- [Stored data entries]

*****

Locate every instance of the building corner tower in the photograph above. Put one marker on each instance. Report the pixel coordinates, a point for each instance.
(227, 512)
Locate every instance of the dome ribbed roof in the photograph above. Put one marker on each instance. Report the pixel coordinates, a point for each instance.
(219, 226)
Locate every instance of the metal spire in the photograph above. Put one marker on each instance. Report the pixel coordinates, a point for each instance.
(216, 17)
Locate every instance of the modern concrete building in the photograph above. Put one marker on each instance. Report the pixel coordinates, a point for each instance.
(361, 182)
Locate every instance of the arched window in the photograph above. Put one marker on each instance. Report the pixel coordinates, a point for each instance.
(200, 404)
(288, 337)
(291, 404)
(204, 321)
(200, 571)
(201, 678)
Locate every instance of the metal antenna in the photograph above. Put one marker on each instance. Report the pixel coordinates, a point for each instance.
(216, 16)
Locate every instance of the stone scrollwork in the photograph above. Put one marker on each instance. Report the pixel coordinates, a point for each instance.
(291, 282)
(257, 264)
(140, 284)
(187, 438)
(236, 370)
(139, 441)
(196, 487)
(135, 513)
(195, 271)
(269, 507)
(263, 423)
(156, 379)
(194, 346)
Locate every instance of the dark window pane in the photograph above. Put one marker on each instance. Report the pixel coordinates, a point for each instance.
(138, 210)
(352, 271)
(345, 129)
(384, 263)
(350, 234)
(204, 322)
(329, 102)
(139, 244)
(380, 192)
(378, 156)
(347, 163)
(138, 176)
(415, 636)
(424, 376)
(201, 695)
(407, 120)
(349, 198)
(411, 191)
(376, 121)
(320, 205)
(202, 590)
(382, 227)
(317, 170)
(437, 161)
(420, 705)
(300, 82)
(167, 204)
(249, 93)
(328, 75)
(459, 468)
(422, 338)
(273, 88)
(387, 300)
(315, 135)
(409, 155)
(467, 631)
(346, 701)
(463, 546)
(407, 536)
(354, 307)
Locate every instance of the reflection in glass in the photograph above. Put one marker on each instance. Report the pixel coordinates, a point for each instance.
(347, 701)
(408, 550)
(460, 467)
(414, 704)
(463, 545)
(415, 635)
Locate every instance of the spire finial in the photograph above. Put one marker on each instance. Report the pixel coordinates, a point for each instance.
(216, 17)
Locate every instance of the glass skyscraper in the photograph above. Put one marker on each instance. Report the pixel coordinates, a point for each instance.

*****

Give every record again, exactly as it reads.

- [The completed task]
Locate every instance of the building corner tower in the photograph above. Put one marker on each instance. Report the pixel coordinates, a point for each instance.
(227, 512)
Locate every instance of the dome ribbed roof in the photograph above. Put one marker on each instance. Report the pixel coordinates, a point for each instance.
(219, 226)
Locate every instance of the metal spire in the photograph above. Put one marker on each instance. Report the pixel coordinates, a point for each instance.
(216, 17)
Locate every instance of the modern concrete building in the photograph above. Put one marker on each instance. Report the pixel coordinates, a point for each instance.
(361, 182)
Locate every instance of the arched window in the photograph above. Put one marker on each instance. Report the pixel coordinates, a point for each instance.
(200, 404)
(288, 337)
(291, 404)
(204, 321)
(200, 571)
(201, 678)
Locate every instance of the metal antenna in the photograph above. Put one marker on each instance. Report the pixel coordinates, a point for each instance.
(216, 16)
Locate every instance of the stone scrollwork in the photograph above. Put one marker on each instance. Report the pixel coordinates, a point for each instance.
(291, 282)
(257, 264)
(140, 284)
(187, 438)
(236, 370)
(139, 441)
(196, 487)
(135, 513)
(195, 271)
(269, 507)
(263, 423)
(156, 379)
(194, 346)
Locate every instance of the dark window pane in the photograph above. Put one marker on each instance. Report the pixel coordinates, a point for each instance.
(138, 210)
(352, 271)
(345, 129)
(384, 263)
(350, 234)
(204, 322)
(329, 102)
(139, 244)
(380, 192)
(378, 156)
(347, 163)
(138, 176)
(415, 636)
(424, 376)
(201, 695)
(407, 120)
(349, 198)
(411, 191)
(376, 121)
(320, 205)
(202, 590)
(382, 227)
(317, 170)
(437, 161)
(420, 705)
(300, 82)
(167, 204)
(249, 93)
(328, 75)
(459, 468)
(422, 338)
(273, 88)
(387, 300)
(315, 135)
(409, 155)
(467, 631)
(346, 701)
(463, 546)
(407, 536)
(354, 307)
Locate every instance of the reflection in glass in the photograph above. Put one marker on each instance. Report the pixel coordinates, a point for each instance.
(347, 701)
(408, 550)
(460, 467)
(414, 704)
(463, 545)
(415, 635)
Locate every instance of the spire finial in the photograph above. Put one marker on each instance. Report the pixel coordinates, a point for each instance.
(216, 17)
Locate every instance of the glass skyscraper in the photograph above. Put one marker on each instance. Report the pixel coordinates, a point for each instance.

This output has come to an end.